- [Required action]: The response must reproduce every record in full.

- [Provided records]:
=== Section Start ===

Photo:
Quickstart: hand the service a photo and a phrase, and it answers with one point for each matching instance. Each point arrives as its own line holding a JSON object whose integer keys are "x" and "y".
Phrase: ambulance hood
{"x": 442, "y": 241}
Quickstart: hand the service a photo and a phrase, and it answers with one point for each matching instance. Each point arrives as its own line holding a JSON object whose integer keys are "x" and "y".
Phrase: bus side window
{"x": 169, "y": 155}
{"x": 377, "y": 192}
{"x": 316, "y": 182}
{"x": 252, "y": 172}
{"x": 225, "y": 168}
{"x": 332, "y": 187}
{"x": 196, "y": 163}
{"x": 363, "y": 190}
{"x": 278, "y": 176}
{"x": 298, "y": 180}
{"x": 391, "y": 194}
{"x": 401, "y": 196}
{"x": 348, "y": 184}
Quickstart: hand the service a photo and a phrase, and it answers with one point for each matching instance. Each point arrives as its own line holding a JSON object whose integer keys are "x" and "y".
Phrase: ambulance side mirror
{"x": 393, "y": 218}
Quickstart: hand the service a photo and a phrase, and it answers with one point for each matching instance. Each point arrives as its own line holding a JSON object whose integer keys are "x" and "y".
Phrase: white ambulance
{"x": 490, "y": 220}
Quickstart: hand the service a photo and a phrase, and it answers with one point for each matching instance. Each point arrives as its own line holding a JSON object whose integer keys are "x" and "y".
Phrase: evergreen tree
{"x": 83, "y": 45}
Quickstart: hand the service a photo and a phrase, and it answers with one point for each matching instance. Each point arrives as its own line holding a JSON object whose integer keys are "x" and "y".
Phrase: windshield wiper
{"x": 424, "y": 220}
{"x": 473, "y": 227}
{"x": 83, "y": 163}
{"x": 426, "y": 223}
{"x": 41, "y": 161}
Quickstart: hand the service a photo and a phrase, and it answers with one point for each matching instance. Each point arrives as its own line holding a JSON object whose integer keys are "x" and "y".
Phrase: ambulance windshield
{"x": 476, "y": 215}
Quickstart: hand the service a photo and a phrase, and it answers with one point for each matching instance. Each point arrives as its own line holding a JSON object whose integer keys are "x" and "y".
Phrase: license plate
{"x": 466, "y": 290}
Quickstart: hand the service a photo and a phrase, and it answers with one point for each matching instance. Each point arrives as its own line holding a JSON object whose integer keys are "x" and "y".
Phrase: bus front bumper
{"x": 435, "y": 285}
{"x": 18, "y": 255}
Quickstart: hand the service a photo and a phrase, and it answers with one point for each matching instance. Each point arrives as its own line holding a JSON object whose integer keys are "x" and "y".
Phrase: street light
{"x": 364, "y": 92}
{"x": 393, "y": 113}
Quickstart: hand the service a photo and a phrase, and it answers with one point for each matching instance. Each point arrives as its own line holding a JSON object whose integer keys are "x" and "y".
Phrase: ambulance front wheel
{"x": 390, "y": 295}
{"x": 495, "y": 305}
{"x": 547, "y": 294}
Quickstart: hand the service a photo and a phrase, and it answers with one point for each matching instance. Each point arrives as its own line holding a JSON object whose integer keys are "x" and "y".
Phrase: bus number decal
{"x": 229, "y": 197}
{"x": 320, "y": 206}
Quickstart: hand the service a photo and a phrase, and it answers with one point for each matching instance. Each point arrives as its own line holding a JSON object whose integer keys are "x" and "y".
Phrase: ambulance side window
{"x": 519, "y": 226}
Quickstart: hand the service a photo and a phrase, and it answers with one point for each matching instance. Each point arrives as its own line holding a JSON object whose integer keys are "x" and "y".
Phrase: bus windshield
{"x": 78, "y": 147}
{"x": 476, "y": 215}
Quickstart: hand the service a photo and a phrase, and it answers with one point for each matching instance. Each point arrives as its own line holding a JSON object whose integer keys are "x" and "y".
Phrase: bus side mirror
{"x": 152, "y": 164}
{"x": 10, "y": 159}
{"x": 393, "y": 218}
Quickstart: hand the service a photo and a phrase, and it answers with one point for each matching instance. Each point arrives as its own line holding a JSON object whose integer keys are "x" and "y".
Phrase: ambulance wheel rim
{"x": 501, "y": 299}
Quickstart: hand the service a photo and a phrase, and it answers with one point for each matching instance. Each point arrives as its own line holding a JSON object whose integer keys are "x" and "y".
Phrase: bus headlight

=== Section End ===

- [Answer box]:
Photo:
Quickstart: hand the service a photo and a phrase, and it answers with one point for each matching instance. Each point arrives as its own line holding a JSON object whose integer keys are "x" and "y".
Phrase: ambulance hood
{"x": 442, "y": 241}
Quickstart: hand the service a photo and a phrase, and it answers with one point for each matching instance. Each point arrives as its own line holding a JSON object whose integer keys are "x" and "y".
Phrase: bus side window
{"x": 169, "y": 155}
{"x": 377, "y": 192}
{"x": 316, "y": 182}
{"x": 252, "y": 172}
{"x": 225, "y": 168}
{"x": 332, "y": 187}
{"x": 196, "y": 163}
{"x": 363, "y": 190}
{"x": 278, "y": 176}
{"x": 298, "y": 180}
{"x": 391, "y": 194}
{"x": 401, "y": 196}
{"x": 348, "y": 184}
Quickstart: hand the service a photo and a phrase, and it answers with one point for each matching instance. Each point arrives as its own line holding a JSON object whose integer keys are "x" and "y".
Phrase: ambulance side mirror
{"x": 393, "y": 218}
Quickstart: hand the service a photo and a phrase, and it answers with one point for each matching instance. Each point arrives as its own line holding a JSON object whose integer keys are "x" and "y".
Phrase: white ambulance
{"x": 490, "y": 220}
Quickstart: hand the service a photo and a phrase, and it answers with one point for each matching instance. Each point arrives as its own line holding a JSON object whose integer keys are "x" and "y".
Phrase: evergreen tree
{"x": 83, "y": 45}
Quickstart: hand the service a photo and a phrase, and it answers with one point for each matching instance. Each point arrives as its own line holding a JSON object whose integer keys are "x" and "y".
Phrase: windshield wiper
{"x": 424, "y": 220}
{"x": 473, "y": 227}
{"x": 83, "y": 163}
{"x": 426, "y": 223}
{"x": 41, "y": 161}
Quickstart: hand the service a photo and a phrase, and it answers with one point for each matching instance. Each point arrives as its own line holding a JSON object whose integer keys are "x" and "y".
Phrase: ambulance windshield
{"x": 476, "y": 215}
Quickstart: hand the service a photo and a phrase, and it answers with one point for each matching instance. Each point arrives as its own line holding a JSON object whose integer keys are "x" and "y".
Phrase: license plate
{"x": 466, "y": 290}
Quickstart: hand the service a photo and a phrase, and it answers with one point for each matching instance. Each point arrives as its own line holding a JSON object whose integer keys are "x" and "y".
Phrase: bus front bumper
{"x": 435, "y": 285}
{"x": 18, "y": 255}
Quickstart: hand the service a photo and a phrase, and it answers with one point for each matching instance. Each point arrives as its own line holding a JSON object whose integer keys are "x" and "y".
Phrase: street light
{"x": 364, "y": 92}
{"x": 393, "y": 113}
Quickstart: hand the service a photo and a phrase, and it answers with one point for each matching instance. Each point arrives as its own line holding a JSON object whose integer keys are "x" and "y".
Phrase: ambulance front wheel
{"x": 390, "y": 295}
{"x": 495, "y": 305}
{"x": 547, "y": 294}
Quickstart: hand the service a photo and a phrase, and it answers with one point for each matching instance. Each point arrives as its own line holding a JSON object whose integer keys are "x" and "y".
Phrase: bus number decal
{"x": 229, "y": 197}
{"x": 320, "y": 206}
Quickstart: hand the service a photo and a phrase, and it answers with one point for each matching instance. Each point arrives as its own line holding a JSON object whose integer keys are "x" and "y".
Phrase: ambulance side window
{"x": 519, "y": 226}
Quickstart: hand the service a photo and a phrase, and it answers with one point for each matching instance. Each point arrives as its own line holding a JSON object whose integer keys are "x" and "y".
Phrase: bus windshield
{"x": 78, "y": 147}
{"x": 476, "y": 215}
Quickstart: hand the service a photo and a phrase, and it answers with one point for each matching instance. Each point arrives as its own line holding a JSON object whose integer keys are "x" and "y".
Phrase: bus side mirror
{"x": 152, "y": 164}
{"x": 10, "y": 159}
{"x": 393, "y": 218}
Quickstart: hand the service a photo and a phrase, and it answers with one point for each matching instance. Each point arrives as its own line holding a JSON object whose integer keys are "x" and "y".
Phrase: ambulance wheel rim
{"x": 501, "y": 299}
Quickstart: hand the service a photo and a phrase, and it answers with one point for each matching instance. Each point arrives as its own line holding a JSON object whose integer keys are "x" and "y".
Phrase: bus headlight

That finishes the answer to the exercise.